◆ Assignment: Having read the entries, repeat all of them exactly.

◆ Records to use:
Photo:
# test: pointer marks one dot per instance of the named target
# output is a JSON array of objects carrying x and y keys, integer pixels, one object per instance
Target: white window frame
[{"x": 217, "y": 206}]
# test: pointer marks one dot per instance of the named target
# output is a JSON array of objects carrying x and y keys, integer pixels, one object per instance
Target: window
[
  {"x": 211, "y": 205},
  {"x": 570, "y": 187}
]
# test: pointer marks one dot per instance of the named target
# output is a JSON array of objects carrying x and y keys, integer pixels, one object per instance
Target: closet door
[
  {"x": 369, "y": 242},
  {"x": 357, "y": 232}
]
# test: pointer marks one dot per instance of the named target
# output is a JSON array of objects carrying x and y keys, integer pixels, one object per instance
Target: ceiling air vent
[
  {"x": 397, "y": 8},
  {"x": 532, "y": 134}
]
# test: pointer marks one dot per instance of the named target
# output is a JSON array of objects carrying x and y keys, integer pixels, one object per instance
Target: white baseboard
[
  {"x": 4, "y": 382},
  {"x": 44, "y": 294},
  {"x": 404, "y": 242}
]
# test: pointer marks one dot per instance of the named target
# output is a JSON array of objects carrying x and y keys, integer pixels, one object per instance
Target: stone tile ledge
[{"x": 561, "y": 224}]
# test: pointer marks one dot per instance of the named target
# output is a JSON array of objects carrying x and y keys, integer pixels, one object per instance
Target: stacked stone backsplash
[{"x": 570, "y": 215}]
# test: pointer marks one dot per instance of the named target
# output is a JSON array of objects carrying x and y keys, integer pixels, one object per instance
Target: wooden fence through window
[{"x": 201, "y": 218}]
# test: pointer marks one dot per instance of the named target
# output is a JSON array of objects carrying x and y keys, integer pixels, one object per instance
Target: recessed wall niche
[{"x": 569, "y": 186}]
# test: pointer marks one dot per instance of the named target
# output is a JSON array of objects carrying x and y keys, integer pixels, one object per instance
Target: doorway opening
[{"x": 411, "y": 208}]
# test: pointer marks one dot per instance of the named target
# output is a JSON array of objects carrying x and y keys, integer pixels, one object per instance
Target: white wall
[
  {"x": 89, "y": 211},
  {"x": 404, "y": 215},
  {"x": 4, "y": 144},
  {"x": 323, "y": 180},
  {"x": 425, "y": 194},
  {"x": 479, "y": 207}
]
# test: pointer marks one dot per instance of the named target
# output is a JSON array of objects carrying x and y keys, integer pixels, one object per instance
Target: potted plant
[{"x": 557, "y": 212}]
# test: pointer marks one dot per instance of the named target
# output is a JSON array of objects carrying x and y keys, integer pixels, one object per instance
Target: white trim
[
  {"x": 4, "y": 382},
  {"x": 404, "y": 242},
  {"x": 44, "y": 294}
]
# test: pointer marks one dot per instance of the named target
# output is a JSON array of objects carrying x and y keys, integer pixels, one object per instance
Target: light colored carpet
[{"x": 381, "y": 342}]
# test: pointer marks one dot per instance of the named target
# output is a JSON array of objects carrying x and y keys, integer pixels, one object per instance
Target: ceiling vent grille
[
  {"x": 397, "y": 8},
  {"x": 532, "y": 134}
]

◆ Worked solution:
Photo:
# test: pointer marks one dot per instance of the named target
# output is a JSON array of objects carrying x and y keys, integer pixels, one object per instance
Target: white window frame
[{"x": 217, "y": 206}]
# test: pointer marks one dot per instance of the named target
# output is a JSON array of objects carrying x and y keys, integer pixels, one object per instance
Target: window
[
  {"x": 211, "y": 205},
  {"x": 570, "y": 187}
]
# test: pointer marks one dot per instance of the named target
# output is a JSON array of objects carrying x and y keys, integer pixels, one object per instance
Target: closet door
[
  {"x": 369, "y": 242},
  {"x": 357, "y": 232}
]
# test: pointer marks one dot per instance of the named target
# output is a JSON array of objects carrying x and y keys, integer pixels, one object per instance
Target: ceiling air vent
[
  {"x": 397, "y": 8},
  {"x": 532, "y": 134}
]
# test: pointer marks one dot per instance of the named target
# output is a JSON array of objects carrying x and y keys, integer pixels, one object per instance
Target: white baseboard
[
  {"x": 4, "y": 382},
  {"x": 44, "y": 294},
  {"x": 404, "y": 242}
]
# test: pointer marks one dot per instance of the named target
# output is a JSON array of objects carrying x and y keys, integer pixels, one object per instance
Target: stone tile ledge
[{"x": 561, "y": 224}]
# test: pointer marks one dot per instance of the named target
# output is a JSON array of objects carrying x and y keys, integer pixels, one object per instance
Target: stacked stone backsplash
[{"x": 570, "y": 215}]
# test: pointer marks one dot per instance of the named target
# output is a JSON array of objects carrying x and y keys, integer pixels, one object per instance
Target: wooden fence through window
[{"x": 201, "y": 218}]
# test: pointer marks one dot per instance of the named target
# output is a JSON array of objects carrying x and y keys, integer pixels, one object per instance
Target: recessed wall niche
[{"x": 569, "y": 186}]
# test: pointer marks one dot per instance of the named target
# output is a JSON array of objects carrying x and y keys, integer pixels, one object per instance
Target: doorway opening
[{"x": 411, "y": 208}]
# test: pointer marks one dot per instance of the named target
# output is a JSON array of objects carrying x and y keys, integer pixels, one object per instance
Target: white wall
[
  {"x": 89, "y": 211},
  {"x": 404, "y": 215},
  {"x": 4, "y": 144},
  {"x": 323, "y": 180},
  {"x": 425, "y": 194},
  {"x": 479, "y": 207}
]
# test: pointer marks one dot per instance of the named target
# output is a JSON array of objects carrying x and y keys, integer pixels, one object per instance
Target: potted plant
[{"x": 557, "y": 212}]
# test: pointer marks one dot per instance of the named target
# output is a JSON array of objects carrying x and y keys, integer pixels, one object per instance
Target: white trim
[
  {"x": 4, "y": 382},
  {"x": 404, "y": 242},
  {"x": 44, "y": 294}
]
# test: pointer marks one dot per instance of the named target
# output is a JSON array of objects carrying x and y keys, integer pixels, one object per instance
Target: light colored carpet
[{"x": 381, "y": 342}]
# test: pointer marks one dot per instance of the named target
# output is a JSON array of objects carrying x and y keys, integer pixels, one object per instance
Target: ceiling vent grille
[
  {"x": 397, "y": 8},
  {"x": 532, "y": 134}
]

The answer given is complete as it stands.